ATIVIDADE: Reproduza, sem nenhuma alteração, tudo o que vai de "A normalidade voltava" até "o Conselho Militar." na notícia sobre o Sudão.
───── TEXTO
A normalidade voltava lentamente nesta quarta-feira a Cartum depois que os líderes do protesto democrático no Sudão concordaram em interromper sua campanha de desobediência civil e retomar as negociações com o Conselho Militar.
Apesar da reabertura de algumas lojas e a circulação dos transportes públicos, muitos habitantes da capital sudanesa preferiam permanecer dentro de casa em razão da mobilização maciça de militares armados.
Depois de três dias de paralisação quase total na capital, um representante da equipe de mediadores da Etiópia anunciou na terça-feira que ambas as partes decidiram voltar à mesa de negociações. A oposição exige a transferência do poder aos civis.
"A Aliança para a Liberdade e Mudança acordou interromper a desobediência civil a partir de hoje", anunciou Mahmud Drir, mediador desde que o primeiro-ministro de seu país, Abiy Ahmed, viajou para o Sudão na semana passada.
──────────
───── SEÇÃO DE DADOS
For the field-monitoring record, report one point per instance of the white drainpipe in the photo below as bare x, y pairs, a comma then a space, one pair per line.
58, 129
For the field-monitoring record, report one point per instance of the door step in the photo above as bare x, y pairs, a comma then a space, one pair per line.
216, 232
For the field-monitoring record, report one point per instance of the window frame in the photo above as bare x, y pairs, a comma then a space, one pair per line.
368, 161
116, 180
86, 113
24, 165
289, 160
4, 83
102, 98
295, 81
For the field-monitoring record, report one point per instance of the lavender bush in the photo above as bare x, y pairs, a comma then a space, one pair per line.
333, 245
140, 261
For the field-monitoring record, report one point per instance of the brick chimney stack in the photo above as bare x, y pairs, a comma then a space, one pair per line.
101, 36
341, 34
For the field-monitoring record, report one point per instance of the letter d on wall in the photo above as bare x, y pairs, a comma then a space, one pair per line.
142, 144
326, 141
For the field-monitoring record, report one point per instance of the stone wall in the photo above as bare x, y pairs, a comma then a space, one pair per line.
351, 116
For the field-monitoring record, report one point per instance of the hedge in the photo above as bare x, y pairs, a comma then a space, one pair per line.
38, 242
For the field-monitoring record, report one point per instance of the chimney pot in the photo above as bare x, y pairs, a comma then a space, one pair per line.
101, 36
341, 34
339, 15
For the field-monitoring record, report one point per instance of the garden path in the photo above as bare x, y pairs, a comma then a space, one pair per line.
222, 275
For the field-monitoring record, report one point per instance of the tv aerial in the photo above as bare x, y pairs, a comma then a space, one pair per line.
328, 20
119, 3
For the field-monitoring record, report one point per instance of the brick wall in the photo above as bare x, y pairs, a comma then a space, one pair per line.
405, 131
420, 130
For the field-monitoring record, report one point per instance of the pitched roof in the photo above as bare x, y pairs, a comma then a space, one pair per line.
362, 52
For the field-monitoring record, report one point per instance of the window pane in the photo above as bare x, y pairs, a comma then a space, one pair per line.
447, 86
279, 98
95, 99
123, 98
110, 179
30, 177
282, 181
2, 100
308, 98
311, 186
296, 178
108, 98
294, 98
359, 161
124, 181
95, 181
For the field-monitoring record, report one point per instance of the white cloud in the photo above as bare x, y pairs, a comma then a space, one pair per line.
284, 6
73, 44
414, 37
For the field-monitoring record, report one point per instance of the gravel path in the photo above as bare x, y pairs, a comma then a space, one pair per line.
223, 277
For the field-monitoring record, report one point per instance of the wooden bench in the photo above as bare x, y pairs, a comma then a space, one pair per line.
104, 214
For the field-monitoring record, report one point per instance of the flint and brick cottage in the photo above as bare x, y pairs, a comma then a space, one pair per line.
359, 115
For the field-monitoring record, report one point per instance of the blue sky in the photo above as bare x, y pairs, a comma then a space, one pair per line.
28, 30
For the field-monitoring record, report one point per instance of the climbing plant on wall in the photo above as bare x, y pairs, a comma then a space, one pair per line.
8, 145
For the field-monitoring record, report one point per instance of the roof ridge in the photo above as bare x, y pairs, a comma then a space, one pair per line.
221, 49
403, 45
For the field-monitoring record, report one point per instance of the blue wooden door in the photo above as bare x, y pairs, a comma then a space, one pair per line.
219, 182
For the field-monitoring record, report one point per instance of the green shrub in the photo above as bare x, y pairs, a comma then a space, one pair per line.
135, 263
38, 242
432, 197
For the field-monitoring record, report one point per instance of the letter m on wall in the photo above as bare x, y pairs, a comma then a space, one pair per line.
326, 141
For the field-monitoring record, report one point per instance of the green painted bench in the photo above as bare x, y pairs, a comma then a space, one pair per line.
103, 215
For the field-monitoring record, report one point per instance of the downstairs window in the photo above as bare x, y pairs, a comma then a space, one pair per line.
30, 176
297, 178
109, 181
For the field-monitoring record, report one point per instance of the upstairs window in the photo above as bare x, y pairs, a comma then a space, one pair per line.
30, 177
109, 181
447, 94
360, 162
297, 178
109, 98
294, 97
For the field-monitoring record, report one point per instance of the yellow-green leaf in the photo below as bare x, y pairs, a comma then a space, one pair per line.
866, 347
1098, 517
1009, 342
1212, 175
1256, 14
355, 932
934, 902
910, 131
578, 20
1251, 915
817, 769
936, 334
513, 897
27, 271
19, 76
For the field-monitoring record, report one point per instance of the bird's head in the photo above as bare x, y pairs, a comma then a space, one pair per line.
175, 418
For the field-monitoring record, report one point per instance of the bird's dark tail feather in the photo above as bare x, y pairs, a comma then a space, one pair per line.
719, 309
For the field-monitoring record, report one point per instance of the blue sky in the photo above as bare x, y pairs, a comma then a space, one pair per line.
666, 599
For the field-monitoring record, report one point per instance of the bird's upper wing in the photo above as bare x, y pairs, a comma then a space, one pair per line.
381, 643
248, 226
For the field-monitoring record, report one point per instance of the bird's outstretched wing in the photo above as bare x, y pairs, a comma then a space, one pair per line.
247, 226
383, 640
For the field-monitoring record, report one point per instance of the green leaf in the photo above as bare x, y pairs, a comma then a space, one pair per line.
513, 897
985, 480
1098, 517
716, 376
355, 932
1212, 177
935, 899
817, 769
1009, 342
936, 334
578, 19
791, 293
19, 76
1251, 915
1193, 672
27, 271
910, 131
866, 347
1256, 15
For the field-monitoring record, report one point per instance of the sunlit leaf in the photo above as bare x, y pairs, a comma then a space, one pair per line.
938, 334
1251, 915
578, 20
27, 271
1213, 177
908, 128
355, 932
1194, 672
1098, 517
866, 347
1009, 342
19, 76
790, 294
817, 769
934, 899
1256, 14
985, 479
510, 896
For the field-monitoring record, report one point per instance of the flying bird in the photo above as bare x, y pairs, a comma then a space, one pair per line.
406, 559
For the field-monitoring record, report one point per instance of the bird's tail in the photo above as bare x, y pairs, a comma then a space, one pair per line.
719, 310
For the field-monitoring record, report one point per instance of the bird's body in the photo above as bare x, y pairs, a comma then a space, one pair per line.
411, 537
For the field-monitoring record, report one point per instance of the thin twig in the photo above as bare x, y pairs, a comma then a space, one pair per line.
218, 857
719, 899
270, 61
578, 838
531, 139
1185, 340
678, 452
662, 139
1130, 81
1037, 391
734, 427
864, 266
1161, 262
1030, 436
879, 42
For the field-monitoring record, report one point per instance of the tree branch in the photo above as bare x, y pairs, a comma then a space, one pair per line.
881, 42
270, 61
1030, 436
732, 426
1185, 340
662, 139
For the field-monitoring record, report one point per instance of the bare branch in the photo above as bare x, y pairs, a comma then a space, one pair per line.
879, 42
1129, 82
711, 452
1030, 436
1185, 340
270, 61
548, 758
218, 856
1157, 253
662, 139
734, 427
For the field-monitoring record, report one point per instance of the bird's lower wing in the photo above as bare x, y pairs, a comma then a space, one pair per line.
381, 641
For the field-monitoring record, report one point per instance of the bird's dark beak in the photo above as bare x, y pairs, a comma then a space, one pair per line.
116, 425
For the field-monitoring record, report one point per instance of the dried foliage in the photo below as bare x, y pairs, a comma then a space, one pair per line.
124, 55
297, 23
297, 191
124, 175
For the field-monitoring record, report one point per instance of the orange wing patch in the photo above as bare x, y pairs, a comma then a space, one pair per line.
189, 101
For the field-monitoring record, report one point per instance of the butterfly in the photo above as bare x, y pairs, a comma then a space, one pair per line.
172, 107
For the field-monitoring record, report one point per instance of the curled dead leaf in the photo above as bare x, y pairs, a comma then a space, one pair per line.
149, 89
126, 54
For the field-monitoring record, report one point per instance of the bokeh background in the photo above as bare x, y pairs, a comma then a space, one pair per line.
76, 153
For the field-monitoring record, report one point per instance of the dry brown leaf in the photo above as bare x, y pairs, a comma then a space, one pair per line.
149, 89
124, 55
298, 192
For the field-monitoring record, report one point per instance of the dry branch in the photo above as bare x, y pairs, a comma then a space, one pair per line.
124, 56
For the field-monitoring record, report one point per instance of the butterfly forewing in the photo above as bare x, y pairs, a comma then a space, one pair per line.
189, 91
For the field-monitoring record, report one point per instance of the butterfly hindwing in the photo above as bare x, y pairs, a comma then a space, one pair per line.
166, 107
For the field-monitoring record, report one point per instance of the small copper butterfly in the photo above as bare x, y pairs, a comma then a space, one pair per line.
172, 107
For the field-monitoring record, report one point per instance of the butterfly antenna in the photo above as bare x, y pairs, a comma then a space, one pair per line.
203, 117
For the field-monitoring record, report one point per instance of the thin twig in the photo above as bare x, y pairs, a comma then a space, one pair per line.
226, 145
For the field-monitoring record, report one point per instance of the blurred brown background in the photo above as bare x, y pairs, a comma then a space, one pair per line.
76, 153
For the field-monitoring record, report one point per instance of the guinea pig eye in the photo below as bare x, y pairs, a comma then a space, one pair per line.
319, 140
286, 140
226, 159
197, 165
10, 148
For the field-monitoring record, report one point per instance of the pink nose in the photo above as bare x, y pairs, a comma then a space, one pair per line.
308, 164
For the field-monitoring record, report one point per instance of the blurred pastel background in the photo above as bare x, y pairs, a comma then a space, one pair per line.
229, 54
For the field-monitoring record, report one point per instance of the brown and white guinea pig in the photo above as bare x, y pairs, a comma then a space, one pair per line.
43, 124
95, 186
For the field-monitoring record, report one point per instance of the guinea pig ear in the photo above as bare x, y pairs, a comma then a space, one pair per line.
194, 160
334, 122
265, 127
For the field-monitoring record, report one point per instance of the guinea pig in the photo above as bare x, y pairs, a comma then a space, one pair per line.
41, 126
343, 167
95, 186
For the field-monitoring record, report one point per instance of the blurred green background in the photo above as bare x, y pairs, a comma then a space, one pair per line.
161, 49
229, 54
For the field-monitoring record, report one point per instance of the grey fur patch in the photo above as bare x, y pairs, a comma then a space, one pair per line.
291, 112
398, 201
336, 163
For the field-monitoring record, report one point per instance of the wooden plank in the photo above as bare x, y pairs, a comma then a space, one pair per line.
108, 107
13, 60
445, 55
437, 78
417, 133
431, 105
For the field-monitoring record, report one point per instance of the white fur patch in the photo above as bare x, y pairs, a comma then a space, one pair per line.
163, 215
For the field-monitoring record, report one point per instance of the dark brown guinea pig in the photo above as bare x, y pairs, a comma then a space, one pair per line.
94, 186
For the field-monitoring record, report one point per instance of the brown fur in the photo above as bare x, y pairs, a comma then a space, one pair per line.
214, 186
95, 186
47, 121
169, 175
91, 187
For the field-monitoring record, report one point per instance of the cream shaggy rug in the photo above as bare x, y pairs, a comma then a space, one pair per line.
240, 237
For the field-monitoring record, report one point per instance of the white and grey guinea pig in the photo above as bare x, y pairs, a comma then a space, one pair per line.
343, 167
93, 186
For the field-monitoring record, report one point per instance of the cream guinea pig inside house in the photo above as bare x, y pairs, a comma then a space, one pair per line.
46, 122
──────────
RESPOSTA ESPERADA:
A normalidade voltava lentamente nesta quarta-feira a Cartum depois que os líderes do protesto democrático no Sudão concordaram em interromper sua campanha de desobediência civil e retomar as negociações com o Conselho Militar.